I
Ровно год назад, 21 ноября 2013 года, я пришёл на Площадь Независимости (Майдан) в Киеве. Я должен был встретиться с одним человеком, передать через него книгу. Им оказался юноша с взором горящим. Он теребил украинский флажок и пламенно рассказывал, «для чего на Майдане собрались все эти люди». Зазывал и меня. Людей было немного – человек сто, может быть, двести. Они вышли требовать вступления Украины в Европу, недовольные отказом Виктора Януковича подписывать соответствующее соглашение.
С каждым днём людей становилось больше. К студентам, грезящим о Европе, присоединились участники акции «Юле – волю!»; они стояли рядом, на Хрещатике, требуя освободить Тимошенко. На Майдан стянулись её поклонники с зажжёнными свечами и портретами Юли, которые они держали, точно иконки, и действо стало напоминать то ли сектантский сбор, то ли арт-терапевтический флэш-моб. Люди водили хороводы, жгли свечи, обменивались книгами, исполняли песни. Периодически в толпе возникали агитаторы и задвигали антиправительственные, проевропейские лозунги…
Есть мнение, что если бы этот первый сбор никто не трогал, то протест захлебнулся. Возможно, но лишь с позиции отсрочки неизбежного. Слишком конфликтной стала на тот момент национальная ситуация в Украине.

_Задание_
Сколько людей, согласно тексту о Майдане, было на площади 21 ноября 2013 года?

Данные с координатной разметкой
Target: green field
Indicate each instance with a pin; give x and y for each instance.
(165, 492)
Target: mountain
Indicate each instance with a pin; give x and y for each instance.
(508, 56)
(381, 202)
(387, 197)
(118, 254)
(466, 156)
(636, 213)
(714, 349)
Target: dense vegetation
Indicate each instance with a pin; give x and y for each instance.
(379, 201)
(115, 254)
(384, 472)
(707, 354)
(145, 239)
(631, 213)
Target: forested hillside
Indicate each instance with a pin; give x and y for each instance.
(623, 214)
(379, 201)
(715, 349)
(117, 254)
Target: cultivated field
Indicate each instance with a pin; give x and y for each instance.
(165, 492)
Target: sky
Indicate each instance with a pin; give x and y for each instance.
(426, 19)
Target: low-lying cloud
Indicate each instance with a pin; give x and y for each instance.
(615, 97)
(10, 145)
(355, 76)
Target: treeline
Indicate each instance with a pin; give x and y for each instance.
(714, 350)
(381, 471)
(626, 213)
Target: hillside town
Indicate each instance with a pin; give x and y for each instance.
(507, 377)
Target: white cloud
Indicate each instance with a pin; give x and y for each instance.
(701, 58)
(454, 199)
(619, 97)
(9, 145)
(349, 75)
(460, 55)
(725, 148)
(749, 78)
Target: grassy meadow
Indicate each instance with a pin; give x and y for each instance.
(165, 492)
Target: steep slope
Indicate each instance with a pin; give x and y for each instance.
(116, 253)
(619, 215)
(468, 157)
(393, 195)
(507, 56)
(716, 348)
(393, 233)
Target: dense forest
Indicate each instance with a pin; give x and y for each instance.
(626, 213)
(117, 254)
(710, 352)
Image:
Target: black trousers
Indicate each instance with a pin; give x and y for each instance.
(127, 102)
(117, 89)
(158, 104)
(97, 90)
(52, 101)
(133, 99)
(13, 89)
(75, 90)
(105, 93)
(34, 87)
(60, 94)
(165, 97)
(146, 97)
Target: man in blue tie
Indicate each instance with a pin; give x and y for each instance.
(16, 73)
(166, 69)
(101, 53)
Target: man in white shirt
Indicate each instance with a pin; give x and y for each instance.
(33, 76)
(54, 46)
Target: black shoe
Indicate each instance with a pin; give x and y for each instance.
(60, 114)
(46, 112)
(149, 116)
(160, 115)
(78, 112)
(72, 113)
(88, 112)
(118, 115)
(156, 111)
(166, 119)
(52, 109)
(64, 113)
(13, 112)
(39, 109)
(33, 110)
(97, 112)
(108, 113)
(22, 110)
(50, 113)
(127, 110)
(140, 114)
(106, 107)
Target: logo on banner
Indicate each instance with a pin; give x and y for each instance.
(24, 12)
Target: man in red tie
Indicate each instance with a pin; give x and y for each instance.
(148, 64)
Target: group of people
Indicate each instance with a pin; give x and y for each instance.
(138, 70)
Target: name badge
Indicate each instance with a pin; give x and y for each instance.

_Полный ответ_
Человек сто, может быть, двести.